Everyone sleeps. As a fundamental activity, sleep consumes roughly one-third of our lifetimes and can overpower all other needs. Research on normal sleep led scientists to recognize sleep disorders including insomnia, or difficulty falling asleep, and sleep apnea, which causes breathing to stop for extended periods during sleep.
Due to our high-paced lifestyles, we lack the time to get the sleep we need. Sleep deprivation has measurable negative effects on physical and mental health. If you haven’t had a good night’s sleep, you’re likely to pay for it. If not addressed, the sleep debt you incur over time can result in serious physiological damage.
You should wake up refreshed in the morning without the use of an alarm clock and feel energetic all day.

Supplied records →
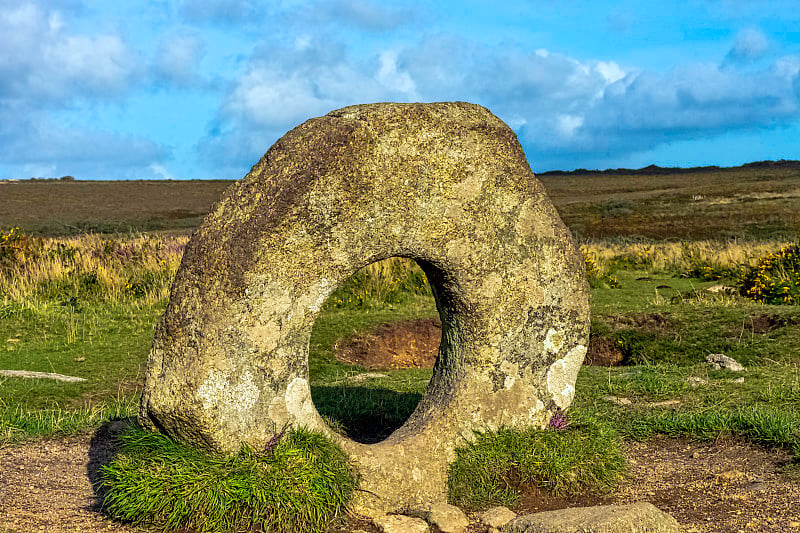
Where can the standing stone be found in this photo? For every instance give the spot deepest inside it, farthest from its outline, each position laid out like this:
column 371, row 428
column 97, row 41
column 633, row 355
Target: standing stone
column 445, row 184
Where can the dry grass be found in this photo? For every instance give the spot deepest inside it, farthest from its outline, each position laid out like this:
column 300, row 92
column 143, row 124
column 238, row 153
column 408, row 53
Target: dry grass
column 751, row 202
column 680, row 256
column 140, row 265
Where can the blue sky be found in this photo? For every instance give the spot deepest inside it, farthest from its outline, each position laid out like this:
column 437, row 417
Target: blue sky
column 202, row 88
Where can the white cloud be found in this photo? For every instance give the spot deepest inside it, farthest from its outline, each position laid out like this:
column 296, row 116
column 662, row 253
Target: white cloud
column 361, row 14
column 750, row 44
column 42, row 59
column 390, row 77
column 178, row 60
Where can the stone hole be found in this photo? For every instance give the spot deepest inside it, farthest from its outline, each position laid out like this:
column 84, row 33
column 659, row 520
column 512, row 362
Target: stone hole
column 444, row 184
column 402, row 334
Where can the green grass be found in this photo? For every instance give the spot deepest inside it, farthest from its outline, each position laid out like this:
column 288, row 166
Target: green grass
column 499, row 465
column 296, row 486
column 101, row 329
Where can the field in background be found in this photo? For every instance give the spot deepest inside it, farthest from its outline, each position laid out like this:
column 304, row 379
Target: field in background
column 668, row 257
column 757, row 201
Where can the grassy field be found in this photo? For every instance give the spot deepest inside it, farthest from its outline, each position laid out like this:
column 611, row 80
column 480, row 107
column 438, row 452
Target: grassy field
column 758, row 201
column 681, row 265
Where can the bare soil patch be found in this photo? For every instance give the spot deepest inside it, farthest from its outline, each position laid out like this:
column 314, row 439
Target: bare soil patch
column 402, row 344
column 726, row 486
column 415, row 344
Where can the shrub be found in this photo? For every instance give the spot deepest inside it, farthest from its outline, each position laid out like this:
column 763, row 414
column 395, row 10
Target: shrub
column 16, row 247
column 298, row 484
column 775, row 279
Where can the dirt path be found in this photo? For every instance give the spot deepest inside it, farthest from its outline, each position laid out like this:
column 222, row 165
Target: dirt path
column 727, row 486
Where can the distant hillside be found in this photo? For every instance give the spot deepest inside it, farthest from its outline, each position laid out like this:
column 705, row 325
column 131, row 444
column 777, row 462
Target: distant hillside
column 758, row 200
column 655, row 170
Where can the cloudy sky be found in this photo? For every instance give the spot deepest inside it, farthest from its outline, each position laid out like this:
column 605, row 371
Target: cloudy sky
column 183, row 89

Required work →
A. Please list every sentence in the sleep passage that contains the word "you."
B. Write the next part of the sleep passage, starting after its last sentence.

Answers per task →
A.
- If you haven’t had a good night’s sleep, you’re likely to pay for it.
- If not addressed, the sleep debt you incur over time can result in serious physiological damage.
- You should wake up refreshed in the morning without the use of an alarm clock and feel energetic all day.

B.
It is not normal for a person to be sleepy at times when he or she expects to be awake. Sleep problems may be associated with an number of ailments including difficulty concentrating, memory lapses, loss of energy, fatigue, lethargy and emotional instability. Sleep problems are extremely prevalent and can have serious consequences, such as drowsy driving or workplace accidents and errors. Lifestyle factors include not getting enough sleep, having an irregular sleep schedule, and using alcohol or certain medications. Of the more than 70 known sleep disorders, the most common are obstructive sleep apnea, insomnia, narcolepsy and restless leg syndrome. Large numbers of individuals suffering from these sleep disorders are unaware of and have not been diagnosed or treated for their disorder.